Source data
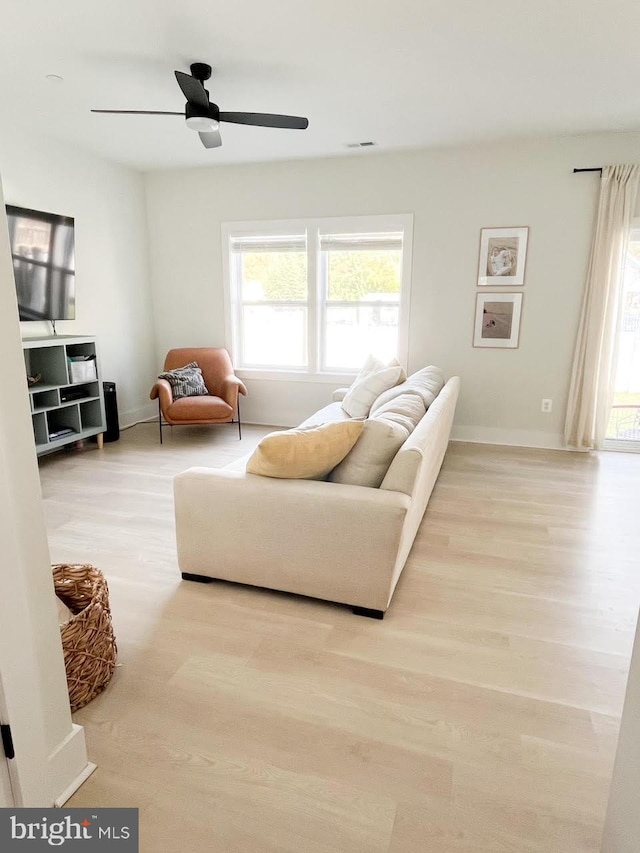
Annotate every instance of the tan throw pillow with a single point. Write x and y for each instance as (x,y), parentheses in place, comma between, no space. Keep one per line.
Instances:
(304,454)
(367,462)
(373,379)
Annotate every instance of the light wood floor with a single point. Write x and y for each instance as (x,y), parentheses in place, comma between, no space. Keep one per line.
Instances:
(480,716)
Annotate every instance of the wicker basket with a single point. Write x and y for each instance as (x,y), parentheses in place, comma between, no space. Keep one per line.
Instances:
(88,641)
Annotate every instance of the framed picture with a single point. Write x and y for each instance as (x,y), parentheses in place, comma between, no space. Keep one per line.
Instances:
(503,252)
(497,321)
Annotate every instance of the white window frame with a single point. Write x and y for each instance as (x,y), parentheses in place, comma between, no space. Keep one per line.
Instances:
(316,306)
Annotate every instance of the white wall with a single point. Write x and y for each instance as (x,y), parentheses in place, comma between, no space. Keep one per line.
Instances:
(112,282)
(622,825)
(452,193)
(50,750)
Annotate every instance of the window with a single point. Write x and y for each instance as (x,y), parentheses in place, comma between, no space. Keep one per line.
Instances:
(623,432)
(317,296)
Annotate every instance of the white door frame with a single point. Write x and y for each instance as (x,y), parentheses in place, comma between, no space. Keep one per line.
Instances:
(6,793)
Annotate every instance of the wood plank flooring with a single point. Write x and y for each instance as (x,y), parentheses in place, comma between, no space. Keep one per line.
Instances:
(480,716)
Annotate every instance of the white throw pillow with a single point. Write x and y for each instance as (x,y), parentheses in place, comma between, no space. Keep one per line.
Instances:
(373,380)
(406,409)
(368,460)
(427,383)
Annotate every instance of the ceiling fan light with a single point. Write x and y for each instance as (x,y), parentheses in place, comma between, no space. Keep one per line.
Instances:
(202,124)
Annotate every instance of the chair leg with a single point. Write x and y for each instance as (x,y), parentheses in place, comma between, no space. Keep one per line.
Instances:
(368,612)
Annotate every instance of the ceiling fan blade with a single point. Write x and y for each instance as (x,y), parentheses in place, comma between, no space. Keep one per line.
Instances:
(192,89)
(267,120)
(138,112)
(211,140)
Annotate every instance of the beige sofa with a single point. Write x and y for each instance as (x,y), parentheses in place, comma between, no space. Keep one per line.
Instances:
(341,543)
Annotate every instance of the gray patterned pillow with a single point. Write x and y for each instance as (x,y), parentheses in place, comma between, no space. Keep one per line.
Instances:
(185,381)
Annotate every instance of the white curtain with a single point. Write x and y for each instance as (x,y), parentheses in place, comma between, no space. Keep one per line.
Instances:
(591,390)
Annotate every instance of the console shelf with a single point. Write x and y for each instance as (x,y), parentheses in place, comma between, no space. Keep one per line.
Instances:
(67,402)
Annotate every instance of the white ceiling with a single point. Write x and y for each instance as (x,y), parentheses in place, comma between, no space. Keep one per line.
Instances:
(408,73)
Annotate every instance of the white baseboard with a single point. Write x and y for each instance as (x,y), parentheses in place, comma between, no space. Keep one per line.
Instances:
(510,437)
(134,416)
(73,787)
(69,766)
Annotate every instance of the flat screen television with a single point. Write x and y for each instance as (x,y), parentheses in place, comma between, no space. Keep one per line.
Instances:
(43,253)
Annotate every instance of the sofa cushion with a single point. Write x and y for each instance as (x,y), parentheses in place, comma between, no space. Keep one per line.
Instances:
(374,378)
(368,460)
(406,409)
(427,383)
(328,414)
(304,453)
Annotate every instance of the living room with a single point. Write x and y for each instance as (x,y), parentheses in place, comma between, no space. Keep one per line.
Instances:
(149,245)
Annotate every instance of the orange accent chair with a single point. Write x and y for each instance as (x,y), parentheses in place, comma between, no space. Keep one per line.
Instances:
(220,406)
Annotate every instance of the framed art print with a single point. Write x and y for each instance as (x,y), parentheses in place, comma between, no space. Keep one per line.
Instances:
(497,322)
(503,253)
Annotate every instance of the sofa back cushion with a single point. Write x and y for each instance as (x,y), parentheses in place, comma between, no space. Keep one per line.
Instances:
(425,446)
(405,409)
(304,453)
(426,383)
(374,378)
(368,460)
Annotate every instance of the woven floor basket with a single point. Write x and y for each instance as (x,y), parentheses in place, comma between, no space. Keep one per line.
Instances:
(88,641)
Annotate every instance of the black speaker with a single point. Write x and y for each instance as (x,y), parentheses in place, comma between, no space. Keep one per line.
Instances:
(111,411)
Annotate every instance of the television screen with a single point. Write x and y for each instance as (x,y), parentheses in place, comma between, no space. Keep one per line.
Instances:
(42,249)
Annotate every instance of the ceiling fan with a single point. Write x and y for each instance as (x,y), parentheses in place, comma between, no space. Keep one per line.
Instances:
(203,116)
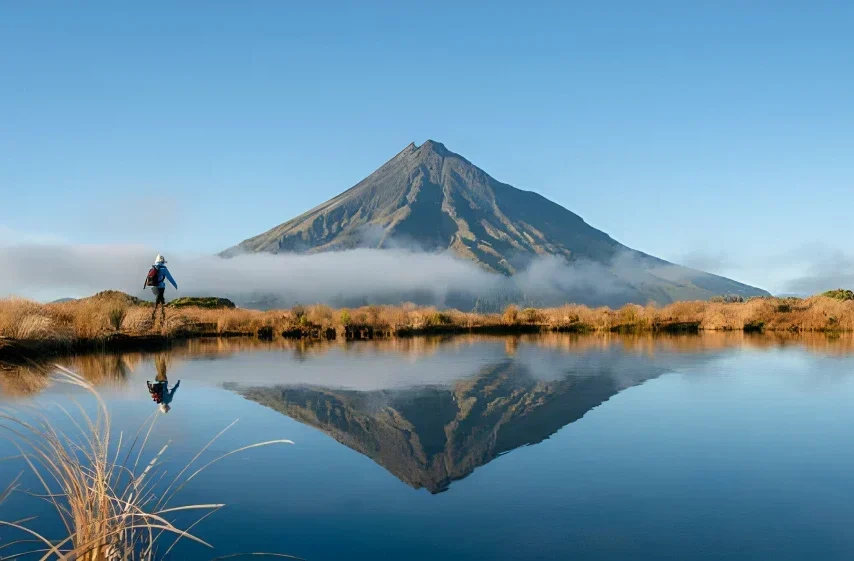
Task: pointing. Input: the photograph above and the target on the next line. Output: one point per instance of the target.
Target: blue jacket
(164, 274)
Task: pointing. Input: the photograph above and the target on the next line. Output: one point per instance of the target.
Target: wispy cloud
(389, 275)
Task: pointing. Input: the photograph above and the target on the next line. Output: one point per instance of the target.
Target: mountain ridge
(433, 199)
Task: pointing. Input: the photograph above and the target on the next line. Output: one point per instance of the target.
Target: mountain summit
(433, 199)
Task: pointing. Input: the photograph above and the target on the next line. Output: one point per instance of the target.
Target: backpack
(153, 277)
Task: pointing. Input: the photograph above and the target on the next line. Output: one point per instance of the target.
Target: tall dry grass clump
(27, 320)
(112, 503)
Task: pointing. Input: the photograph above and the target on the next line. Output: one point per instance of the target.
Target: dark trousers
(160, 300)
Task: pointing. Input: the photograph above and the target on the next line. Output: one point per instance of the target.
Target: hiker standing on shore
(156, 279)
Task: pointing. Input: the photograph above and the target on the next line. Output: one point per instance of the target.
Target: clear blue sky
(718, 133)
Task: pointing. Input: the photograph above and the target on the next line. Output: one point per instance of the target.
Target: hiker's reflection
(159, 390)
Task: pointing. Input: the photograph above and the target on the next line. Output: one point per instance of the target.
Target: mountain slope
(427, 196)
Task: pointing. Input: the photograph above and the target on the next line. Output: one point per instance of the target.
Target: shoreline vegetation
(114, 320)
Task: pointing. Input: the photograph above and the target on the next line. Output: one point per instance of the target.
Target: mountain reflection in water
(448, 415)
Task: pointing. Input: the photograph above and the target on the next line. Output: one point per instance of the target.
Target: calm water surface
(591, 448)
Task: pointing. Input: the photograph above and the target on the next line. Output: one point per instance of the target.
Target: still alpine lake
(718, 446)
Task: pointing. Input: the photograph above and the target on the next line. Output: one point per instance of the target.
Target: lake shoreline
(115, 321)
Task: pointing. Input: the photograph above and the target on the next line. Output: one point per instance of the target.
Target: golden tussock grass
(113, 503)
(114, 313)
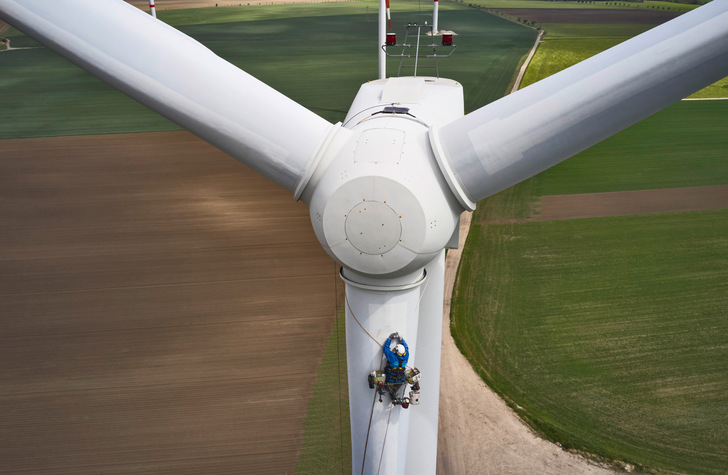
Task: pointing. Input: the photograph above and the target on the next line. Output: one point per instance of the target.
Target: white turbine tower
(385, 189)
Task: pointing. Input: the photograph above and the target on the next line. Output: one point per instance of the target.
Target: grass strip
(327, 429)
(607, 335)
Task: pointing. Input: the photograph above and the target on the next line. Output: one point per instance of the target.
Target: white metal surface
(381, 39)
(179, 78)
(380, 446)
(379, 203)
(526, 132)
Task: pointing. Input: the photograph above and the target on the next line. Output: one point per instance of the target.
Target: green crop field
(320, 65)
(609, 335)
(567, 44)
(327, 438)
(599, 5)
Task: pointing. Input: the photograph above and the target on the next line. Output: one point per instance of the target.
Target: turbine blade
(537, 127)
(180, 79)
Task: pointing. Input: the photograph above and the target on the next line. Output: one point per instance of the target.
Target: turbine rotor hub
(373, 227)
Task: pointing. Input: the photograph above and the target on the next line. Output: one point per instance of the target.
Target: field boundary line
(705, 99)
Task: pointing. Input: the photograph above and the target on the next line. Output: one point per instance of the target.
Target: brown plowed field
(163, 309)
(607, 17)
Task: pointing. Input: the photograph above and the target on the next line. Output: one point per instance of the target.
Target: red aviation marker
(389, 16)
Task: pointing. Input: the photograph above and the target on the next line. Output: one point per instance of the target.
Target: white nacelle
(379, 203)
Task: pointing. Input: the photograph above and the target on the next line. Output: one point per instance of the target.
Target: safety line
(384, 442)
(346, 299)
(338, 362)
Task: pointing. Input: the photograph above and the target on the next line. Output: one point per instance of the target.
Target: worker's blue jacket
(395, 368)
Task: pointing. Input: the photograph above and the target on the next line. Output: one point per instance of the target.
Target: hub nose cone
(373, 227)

• [Written problem] Return every line from the listing that contains the word "throw", copying each one in full.

• [Response to this task]
Annotate every instance of the tan throw pillow with a single point. Write x and y for each instance as (x,y), parentheses in place, comma between, no space. Keep one per line.
Annotate every instance of the white throw pillow with a single point. Write x and y for each instance as (x,y), parentheses in place, comma between, no space. Keep one per line.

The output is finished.